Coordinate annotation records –

◆ ◆ ◆ ◆ ◆ ◆ ◆

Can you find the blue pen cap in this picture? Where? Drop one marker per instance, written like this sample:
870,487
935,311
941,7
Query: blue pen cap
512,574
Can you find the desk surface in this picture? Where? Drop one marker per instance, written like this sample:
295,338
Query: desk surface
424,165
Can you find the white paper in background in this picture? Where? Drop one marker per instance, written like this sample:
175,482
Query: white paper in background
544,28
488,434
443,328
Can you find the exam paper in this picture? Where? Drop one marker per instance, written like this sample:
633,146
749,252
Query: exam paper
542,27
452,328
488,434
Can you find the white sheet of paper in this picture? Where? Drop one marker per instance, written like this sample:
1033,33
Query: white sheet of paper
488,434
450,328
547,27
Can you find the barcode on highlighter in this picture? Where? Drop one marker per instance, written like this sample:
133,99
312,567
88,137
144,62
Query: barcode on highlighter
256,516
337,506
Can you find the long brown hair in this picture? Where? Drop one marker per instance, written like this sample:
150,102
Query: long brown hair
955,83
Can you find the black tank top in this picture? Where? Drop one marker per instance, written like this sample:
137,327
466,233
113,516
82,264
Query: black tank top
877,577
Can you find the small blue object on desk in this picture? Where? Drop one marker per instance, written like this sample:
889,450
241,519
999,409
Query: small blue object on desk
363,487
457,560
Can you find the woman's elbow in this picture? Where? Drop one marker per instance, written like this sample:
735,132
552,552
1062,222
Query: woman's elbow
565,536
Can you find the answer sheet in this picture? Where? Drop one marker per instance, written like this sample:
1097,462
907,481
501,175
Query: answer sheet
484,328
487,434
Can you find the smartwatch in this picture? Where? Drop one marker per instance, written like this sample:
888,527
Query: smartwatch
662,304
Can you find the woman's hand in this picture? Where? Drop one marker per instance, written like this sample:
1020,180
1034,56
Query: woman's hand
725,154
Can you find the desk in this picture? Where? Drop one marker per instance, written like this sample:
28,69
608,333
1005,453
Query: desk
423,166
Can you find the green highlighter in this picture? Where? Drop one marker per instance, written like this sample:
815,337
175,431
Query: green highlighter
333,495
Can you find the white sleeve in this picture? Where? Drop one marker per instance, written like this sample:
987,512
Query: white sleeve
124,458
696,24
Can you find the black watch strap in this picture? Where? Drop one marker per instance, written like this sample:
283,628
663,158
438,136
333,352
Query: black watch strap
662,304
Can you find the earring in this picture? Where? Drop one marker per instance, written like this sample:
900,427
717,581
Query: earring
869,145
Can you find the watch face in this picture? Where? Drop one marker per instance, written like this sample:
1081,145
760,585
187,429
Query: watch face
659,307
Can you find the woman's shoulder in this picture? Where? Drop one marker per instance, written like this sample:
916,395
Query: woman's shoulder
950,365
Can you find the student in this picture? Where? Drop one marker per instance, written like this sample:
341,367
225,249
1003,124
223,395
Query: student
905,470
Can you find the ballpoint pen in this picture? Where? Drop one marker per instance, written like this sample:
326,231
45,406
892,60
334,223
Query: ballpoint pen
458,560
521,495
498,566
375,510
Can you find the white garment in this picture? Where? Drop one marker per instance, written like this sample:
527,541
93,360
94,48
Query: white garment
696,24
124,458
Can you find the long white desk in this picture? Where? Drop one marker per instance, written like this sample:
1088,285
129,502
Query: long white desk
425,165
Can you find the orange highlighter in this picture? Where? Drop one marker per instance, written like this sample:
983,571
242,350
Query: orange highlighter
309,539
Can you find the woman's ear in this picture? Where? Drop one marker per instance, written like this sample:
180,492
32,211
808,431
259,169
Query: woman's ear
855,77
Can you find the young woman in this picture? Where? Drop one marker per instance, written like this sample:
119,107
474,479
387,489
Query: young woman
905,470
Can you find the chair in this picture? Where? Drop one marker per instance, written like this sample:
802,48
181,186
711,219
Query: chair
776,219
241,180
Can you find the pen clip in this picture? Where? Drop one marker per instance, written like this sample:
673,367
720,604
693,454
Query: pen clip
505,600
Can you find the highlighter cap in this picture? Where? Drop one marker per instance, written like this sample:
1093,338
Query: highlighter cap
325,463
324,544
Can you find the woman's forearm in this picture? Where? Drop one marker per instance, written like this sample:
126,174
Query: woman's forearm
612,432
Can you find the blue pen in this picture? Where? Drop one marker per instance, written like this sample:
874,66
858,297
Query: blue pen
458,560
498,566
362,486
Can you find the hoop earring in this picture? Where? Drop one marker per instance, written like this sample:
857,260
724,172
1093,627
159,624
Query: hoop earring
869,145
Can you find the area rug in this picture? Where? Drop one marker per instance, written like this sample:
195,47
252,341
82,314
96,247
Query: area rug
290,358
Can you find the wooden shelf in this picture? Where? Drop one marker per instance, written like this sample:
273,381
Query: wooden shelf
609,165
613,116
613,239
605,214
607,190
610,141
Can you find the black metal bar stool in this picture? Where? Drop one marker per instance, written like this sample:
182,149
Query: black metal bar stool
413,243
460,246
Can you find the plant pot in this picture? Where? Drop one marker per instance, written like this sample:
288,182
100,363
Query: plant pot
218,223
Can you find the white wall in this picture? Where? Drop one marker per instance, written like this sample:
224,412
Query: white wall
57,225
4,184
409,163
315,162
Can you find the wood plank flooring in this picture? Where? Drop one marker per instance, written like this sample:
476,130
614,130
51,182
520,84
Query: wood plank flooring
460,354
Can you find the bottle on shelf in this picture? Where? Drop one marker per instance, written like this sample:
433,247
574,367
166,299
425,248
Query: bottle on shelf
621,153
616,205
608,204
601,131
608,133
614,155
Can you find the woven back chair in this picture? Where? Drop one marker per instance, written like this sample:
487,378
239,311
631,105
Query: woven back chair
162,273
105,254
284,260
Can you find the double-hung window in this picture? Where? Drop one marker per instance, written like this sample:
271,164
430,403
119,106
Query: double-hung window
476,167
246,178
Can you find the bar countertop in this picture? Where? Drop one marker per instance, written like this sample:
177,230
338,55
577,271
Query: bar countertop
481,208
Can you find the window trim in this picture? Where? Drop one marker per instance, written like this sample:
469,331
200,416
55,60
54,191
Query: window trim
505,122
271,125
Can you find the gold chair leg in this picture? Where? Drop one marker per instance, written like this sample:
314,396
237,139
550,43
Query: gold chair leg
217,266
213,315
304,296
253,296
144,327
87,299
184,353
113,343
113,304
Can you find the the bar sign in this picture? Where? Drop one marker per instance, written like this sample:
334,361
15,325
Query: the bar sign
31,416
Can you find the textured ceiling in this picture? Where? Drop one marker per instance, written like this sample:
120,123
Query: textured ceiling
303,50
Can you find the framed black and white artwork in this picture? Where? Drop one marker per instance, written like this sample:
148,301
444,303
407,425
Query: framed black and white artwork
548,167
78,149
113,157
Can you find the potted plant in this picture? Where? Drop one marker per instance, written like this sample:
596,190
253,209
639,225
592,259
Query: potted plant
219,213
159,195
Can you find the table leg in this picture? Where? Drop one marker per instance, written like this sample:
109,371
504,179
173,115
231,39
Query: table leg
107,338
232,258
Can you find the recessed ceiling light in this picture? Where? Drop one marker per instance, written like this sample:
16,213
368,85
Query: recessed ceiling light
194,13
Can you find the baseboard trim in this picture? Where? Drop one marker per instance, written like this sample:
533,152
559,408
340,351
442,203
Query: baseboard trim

◆ ◆ ◆ ◆ ◆ ◆ ◆

OBJECTIVE – Find the line containing "Can you find the potted" in the material above. Print it and every line after it through the end, exactly and only those.

EXERCISE OUTPUT –
Can you find the potted plant in this picture? Where? Drop one marker per instance, written like this sample:
596,190
253,209
639,225
592,259
Query: potted plant
219,213
159,195
Can you find the table leg in this picture? Where? Drop one marker per instance, written like this sample:
109,371
504,179
173,115
231,39
Query: table leg
107,338
232,258
Can you find the recessed ceiling light in this picture? Where? Drop one marker per instance, written like this sample:
16,213
368,85
Query: recessed ceiling light
194,13
Can you find the baseboard trim in this picture? Where? Drop one marker per instance, written like this sample:
533,152
559,408
340,351
442,203
Query: baseboard trim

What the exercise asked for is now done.